→ **What this task involves**: Pull out every line from the line containing "Sports-analytics tagging: mark the maraschino" through the end of the material, both ends included, and reproduce it exactly. Keep pictures out.
----
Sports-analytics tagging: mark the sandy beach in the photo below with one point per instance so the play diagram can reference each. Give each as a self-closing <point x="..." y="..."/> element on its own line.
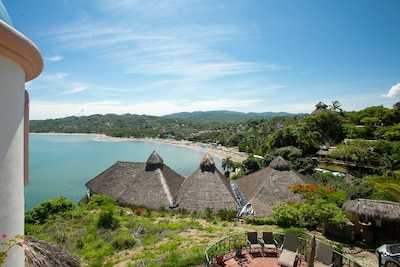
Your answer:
<point x="219" y="151"/>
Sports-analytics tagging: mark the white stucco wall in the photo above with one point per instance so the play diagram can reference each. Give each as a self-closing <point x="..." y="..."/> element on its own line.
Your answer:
<point x="12" y="95"/>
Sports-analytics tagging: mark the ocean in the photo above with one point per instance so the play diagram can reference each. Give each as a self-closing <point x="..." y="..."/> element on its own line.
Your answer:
<point x="61" y="164"/>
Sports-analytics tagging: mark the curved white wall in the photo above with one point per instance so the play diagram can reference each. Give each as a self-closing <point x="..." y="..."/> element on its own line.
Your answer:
<point x="20" y="61"/>
<point x="12" y="95"/>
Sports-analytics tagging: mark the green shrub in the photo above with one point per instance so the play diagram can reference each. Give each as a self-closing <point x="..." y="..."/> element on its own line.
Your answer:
<point x="101" y="201"/>
<point x="107" y="220"/>
<point x="49" y="210"/>
<point x="227" y="215"/>
<point x="123" y="241"/>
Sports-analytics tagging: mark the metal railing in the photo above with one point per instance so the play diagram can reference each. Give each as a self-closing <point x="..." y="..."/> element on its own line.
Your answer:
<point x="230" y="243"/>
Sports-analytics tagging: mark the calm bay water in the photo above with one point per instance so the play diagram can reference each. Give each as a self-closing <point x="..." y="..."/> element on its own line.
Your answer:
<point x="61" y="164"/>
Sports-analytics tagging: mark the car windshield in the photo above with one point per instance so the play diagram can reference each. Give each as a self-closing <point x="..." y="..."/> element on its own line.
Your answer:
<point x="394" y="249"/>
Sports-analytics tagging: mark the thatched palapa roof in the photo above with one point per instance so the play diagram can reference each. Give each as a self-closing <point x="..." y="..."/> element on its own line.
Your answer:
<point x="39" y="253"/>
<point x="207" y="187"/>
<point x="269" y="186"/>
<point x="150" y="184"/>
<point x="319" y="107"/>
<point x="385" y="210"/>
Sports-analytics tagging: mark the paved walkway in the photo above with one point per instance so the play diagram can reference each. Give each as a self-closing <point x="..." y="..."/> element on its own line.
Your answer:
<point x="257" y="258"/>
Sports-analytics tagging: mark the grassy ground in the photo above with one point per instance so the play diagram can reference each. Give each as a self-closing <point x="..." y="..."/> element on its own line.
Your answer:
<point x="105" y="234"/>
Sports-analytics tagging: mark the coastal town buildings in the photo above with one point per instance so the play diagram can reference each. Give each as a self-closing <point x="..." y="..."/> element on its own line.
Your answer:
<point x="20" y="62"/>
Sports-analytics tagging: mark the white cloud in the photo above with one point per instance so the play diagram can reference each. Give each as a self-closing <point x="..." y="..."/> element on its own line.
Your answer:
<point x="57" y="109"/>
<point x="54" y="58"/>
<point x="76" y="89"/>
<point x="394" y="91"/>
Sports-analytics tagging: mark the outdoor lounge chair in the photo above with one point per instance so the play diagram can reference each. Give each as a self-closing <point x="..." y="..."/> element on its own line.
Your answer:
<point x="289" y="242"/>
<point x="324" y="255"/>
<point x="268" y="241"/>
<point x="252" y="240"/>
<point x="288" y="254"/>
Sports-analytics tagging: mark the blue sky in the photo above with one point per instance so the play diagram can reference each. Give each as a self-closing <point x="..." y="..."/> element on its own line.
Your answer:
<point x="161" y="57"/>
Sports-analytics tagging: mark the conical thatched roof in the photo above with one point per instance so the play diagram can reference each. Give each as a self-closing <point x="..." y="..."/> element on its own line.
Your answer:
<point x="207" y="187"/>
<point x="385" y="210"/>
<point x="39" y="253"/>
<point x="279" y="164"/>
<point x="319" y="107"/>
<point x="155" y="160"/>
<point x="269" y="186"/>
<point x="148" y="184"/>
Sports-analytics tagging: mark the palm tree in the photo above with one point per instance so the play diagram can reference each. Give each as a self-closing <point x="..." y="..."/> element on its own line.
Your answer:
<point x="335" y="106"/>
<point x="390" y="166"/>
<point x="227" y="164"/>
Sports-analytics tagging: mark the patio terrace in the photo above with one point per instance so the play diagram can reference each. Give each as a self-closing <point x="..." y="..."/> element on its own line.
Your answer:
<point x="233" y="251"/>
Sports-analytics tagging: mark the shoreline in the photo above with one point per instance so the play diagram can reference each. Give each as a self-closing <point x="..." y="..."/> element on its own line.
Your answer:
<point x="219" y="151"/>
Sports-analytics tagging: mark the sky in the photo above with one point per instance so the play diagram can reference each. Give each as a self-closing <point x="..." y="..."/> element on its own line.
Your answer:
<point x="162" y="57"/>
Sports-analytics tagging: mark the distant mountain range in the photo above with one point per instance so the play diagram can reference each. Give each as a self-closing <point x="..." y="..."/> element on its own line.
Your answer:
<point x="225" y="116"/>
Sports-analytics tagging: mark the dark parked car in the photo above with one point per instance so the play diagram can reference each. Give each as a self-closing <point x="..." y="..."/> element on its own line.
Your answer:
<point x="389" y="255"/>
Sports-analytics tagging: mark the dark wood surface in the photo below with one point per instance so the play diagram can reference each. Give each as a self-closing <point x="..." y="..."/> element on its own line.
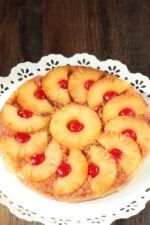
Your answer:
<point x="117" y="29"/>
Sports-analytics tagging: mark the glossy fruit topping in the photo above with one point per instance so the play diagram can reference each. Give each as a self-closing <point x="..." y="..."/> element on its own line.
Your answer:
<point x="93" y="170"/>
<point x="116" y="153"/>
<point x="22" y="137"/>
<point x="63" y="84"/>
<point x="127" y="112"/>
<point x="75" y="126"/>
<point x="63" y="170"/>
<point x="40" y="94"/>
<point x="109" y="95"/>
<point x="130" y="133"/>
<point x="24" y="113"/>
<point x="88" y="84"/>
<point x="37" y="159"/>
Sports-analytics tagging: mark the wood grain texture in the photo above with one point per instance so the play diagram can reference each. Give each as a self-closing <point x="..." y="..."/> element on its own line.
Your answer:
<point x="117" y="29"/>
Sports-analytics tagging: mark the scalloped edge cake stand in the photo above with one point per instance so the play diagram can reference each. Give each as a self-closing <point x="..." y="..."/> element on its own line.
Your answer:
<point x="129" y="201"/>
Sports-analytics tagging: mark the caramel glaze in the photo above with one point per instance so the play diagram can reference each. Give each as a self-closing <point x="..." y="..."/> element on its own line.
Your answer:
<point x="46" y="187"/>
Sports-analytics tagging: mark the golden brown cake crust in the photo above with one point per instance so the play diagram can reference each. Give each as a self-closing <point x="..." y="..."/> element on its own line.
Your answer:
<point x="47" y="187"/>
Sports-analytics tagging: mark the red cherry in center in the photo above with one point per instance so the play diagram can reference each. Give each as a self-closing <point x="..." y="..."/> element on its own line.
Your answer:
<point x="22" y="137"/>
<point x="109" y="95"/>
<point x="130" y="133"/>
<point x="116" y="153"/>
<point x="37" y="159"/>
<point x="63" y="170"/>
<point x="88" y="84"/>
<point x="24" y="113"/>
<point x="40" y="94"/>
<point x="63" y="84"/>
<point x="127" y="112"/>
<point x="75" y="126"/>
<point x="93" y="170"/>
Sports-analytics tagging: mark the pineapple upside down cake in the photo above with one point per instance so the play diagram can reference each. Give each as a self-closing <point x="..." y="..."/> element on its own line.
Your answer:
<point x="75" y="134"/>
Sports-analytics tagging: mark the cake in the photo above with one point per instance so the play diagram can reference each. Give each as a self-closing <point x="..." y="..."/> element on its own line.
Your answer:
<point x="75" y="134"/>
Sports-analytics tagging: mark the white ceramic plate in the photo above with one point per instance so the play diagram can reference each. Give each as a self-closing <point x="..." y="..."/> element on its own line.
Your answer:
<point x="31" y="206"/>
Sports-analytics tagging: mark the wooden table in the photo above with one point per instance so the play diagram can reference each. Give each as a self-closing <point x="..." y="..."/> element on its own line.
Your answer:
<point x="117" y="29"/>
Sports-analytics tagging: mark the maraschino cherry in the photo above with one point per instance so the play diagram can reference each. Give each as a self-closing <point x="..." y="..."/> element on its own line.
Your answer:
<point x="63" y="84"/>
<point x="116" y="154"/>
<point x="93" y="170"/>
<point x="75" y="126"/>
<point x="24" y="113"/>
<point x="130" y="133"/>
<point x="37" y="159"/>
<point x="88" y="84"/>
<point x="127" y="112"/>
<point x="63" y="170"/>
<point x="109" y="95"/>
<point x="22" y="137"/>
<point x="40" y="94"/>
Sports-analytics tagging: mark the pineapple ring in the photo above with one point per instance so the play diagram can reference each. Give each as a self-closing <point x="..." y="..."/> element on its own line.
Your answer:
<point x="77" y="176"/>
<point x="77" y="81"/>
<point x="36" y="144"/>
<point x="17" y="123"/>
<point x="38" y="173"/>
<point x="50" y="85"/>
<point x="108" y="170"/>
<point x="112" y="108"/>
<point x="131" y="156"/>
<point x="27" y="99"/>
<point x="97" y="91"/>
<point x="139" y="126"/>
<point x="89" y="118"/>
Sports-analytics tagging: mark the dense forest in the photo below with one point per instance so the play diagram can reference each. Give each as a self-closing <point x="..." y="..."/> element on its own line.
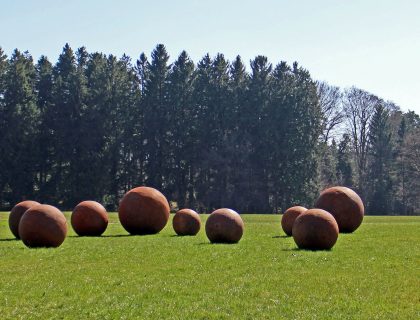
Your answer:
<point x="213" y="134"/>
----
→ **Answer to the exercise**:
Sports-analytics tagging: mark the maraschino cherry in the photo above with one point per instance so the play diagram can reference each. Give each as a self-closing <point x="..." y="..."/> element on its own line.
Your answer:
<point x="63" y="84"/>
<point x="116" y="154"/>
<point x="93" y="170"/>
<point x="75" y="126"/>
<point x="24" y="113"/>
<point x="130" y="133"/>
<point x="37" y="159"/>
<point x="88" y="84"/>
<point x="127" y="112"/>
<point x="63" y="170"/>
<point x="109" y="95"/>
<point x="22" y="137"/>
<point x="40" y="94"/>
Sports-analytics tagging: mark the pineapple ring in the photo above with one point per instance so the play diagram can reference each. Give each as a self-closing <point x="..." y="..."/> element on its own line.
Your answer:
<point x="77" y="176"/>
<point x="77" y="81"/>
<point x="36" y="144"/>
<point x="17" y="123"/>
<point x="38" y="173"/>
<point x="50" y="85"/>
<point x="108" y="170"/>
<point x="112" y="108"/>
<point x="131" y="156"/>
<point x="27" y="99"/>
<point x="97" y="91"/>
<point x="139" y="126"/>
<point x="89" y="118"/>
Sports-analytics tagging: mark the dense forest in the photo below with one point per instance so the play diagram can reference each. Give each as a self-closing <point x="..." y="..."/> element on its own line.
Your answer:
<point x="213" y="134"/>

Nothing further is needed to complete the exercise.